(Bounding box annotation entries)
-------

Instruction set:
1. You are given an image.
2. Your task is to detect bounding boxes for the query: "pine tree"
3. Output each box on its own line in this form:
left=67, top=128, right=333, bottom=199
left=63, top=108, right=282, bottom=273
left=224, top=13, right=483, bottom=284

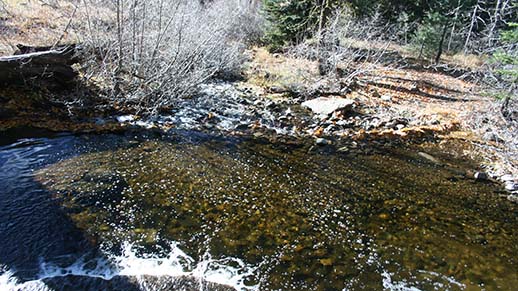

-------

**WHAT IS EXPECTED:**
Express each line of the material above as one string in a JSON list, skipping blank lines. Do not include the picture.

**WRITTEN RESPONSE:**
[
  "Instruction set:",
  "1. You are given an image.",
  "2. Your task is to detect bounding boxes for the query: \"pine tree\"",
  "3. Output each box on its own line in this form:",
  "left=67, top=128, right=333, bottom=199",
  "left=63, top=108, right=282, bottom=273",
  "left=224, top=13, right=483, bottom=284"
]